## WHAT THIS TASK INVOLVES
Can you reproduce the text verbatim, starting at the line that contains "[segment] purple logo on t-shirt" and stopping after the line that contains "117L66 121L66 132L71"?

>> Start SUPPLIED RECORDS

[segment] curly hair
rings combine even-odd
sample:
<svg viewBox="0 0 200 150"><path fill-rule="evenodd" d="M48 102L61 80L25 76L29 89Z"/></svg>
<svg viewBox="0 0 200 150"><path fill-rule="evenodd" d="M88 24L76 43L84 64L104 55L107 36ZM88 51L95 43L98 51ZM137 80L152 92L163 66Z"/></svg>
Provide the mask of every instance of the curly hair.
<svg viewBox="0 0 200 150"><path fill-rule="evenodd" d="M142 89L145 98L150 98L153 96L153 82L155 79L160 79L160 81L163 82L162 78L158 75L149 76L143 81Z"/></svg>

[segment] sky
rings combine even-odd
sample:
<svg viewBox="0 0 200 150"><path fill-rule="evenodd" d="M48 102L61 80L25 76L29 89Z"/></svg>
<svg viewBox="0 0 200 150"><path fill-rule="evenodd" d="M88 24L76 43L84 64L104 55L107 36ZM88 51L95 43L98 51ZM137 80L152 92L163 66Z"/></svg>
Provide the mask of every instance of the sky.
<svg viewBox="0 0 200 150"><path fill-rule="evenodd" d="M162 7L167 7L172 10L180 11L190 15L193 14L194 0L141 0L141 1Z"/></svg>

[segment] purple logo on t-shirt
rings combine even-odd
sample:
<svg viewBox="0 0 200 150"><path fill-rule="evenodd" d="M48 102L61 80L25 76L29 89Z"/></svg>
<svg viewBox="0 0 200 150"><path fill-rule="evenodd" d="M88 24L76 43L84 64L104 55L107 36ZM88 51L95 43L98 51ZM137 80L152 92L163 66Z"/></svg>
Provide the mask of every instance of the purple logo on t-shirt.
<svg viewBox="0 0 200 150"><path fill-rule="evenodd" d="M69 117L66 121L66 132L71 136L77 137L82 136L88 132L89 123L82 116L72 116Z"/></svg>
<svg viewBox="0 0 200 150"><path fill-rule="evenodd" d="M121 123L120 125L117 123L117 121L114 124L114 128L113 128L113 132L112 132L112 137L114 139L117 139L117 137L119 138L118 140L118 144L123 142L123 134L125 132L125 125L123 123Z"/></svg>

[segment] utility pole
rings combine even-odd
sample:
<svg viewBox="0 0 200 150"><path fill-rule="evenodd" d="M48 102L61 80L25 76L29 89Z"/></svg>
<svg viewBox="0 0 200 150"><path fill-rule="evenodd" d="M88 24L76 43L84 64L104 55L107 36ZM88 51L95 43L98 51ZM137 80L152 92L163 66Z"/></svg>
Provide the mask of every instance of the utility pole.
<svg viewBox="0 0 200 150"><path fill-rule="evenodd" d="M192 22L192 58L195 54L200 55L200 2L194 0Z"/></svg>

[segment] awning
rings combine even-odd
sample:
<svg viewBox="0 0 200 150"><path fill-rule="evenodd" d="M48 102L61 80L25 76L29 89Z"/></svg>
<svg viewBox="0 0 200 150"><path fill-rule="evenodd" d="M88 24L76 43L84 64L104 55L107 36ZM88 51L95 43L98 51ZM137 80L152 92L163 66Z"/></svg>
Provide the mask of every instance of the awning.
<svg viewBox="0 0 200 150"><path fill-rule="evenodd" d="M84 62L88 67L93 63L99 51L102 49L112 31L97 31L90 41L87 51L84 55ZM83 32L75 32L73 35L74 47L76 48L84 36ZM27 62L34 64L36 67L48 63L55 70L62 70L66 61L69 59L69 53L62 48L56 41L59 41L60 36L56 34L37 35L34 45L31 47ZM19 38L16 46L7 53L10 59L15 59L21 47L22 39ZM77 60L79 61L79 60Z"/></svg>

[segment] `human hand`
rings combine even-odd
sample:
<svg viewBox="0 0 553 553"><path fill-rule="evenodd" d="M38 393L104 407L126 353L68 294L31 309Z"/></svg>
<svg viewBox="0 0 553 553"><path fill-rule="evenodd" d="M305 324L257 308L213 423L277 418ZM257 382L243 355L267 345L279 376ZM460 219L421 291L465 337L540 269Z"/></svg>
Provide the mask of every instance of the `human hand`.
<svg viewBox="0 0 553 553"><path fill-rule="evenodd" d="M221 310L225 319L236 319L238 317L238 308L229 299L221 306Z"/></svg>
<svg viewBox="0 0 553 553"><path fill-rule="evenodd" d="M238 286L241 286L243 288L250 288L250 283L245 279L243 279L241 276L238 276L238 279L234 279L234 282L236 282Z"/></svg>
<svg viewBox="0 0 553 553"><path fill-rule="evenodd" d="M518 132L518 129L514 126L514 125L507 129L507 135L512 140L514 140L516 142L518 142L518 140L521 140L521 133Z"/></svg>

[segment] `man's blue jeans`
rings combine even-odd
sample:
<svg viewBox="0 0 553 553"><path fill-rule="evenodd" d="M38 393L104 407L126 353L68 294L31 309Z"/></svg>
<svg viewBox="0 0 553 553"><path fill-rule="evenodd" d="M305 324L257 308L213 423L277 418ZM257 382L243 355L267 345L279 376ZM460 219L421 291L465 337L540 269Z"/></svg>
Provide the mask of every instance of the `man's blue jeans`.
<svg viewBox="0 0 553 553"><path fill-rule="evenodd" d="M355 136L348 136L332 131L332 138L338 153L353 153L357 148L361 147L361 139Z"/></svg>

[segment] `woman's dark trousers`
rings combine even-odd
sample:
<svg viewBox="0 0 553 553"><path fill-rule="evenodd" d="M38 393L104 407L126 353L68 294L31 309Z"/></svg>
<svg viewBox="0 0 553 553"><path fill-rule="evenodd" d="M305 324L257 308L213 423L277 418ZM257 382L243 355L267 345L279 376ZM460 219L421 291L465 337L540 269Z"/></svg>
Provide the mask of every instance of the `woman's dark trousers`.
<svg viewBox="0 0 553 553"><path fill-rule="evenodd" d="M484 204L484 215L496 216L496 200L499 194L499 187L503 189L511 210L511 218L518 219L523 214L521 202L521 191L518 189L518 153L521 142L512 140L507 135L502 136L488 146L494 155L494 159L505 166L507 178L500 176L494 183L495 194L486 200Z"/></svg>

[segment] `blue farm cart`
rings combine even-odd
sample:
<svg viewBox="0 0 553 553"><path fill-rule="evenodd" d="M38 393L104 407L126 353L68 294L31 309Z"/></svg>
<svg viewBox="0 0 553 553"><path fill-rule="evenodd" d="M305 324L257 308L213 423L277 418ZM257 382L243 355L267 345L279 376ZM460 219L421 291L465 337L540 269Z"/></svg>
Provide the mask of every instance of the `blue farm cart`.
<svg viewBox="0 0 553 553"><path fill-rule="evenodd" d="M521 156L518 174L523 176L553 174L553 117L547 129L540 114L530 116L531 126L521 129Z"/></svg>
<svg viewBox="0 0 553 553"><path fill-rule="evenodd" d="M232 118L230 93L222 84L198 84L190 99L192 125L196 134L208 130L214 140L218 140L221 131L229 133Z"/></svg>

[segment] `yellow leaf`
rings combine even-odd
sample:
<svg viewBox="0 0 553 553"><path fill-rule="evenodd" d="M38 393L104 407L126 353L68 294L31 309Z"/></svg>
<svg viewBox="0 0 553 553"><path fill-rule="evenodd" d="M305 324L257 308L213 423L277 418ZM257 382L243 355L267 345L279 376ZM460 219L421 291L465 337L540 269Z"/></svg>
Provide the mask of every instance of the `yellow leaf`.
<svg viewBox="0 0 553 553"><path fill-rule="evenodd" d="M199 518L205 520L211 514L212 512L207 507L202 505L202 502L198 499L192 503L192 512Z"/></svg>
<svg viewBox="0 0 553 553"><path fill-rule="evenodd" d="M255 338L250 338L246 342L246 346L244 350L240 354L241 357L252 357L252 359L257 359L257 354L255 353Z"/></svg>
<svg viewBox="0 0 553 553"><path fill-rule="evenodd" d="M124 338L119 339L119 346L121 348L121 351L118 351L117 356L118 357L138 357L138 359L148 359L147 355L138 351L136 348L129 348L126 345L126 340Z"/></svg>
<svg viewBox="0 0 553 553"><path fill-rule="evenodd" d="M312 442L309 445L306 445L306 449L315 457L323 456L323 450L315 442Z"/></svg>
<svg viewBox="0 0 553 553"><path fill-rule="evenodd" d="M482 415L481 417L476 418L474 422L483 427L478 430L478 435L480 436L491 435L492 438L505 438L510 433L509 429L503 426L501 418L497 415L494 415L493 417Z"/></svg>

>> End SUPPLIED RECORDS

## ANSWER TO THE TASK
[segment] purple logo on t-shirt
rings combine even-odd
sample:
<svg viewBox="0 0 200 150"><path fill-rule="evenodd" d="M48 102L61 80L25 76L29 89Z"/></svg>
<svg viewBox="0 0 200 150"><path fill-rule="evenodd" d="M88 24L76 43L84 64L104 55L107 36ZM88 51L95 43L98 51ZM137 80L152 92L163 66Z"/></svg>
Provide the mask of every instance of the purple logo on t-shirt.
<svg viewBox="0 0 200 150"><path fill-rule="evenodd" d="M69 117L66 121L66 132L71 136L77 137L82 136L88 132L89 123L82 116L72 116Z"/></svg>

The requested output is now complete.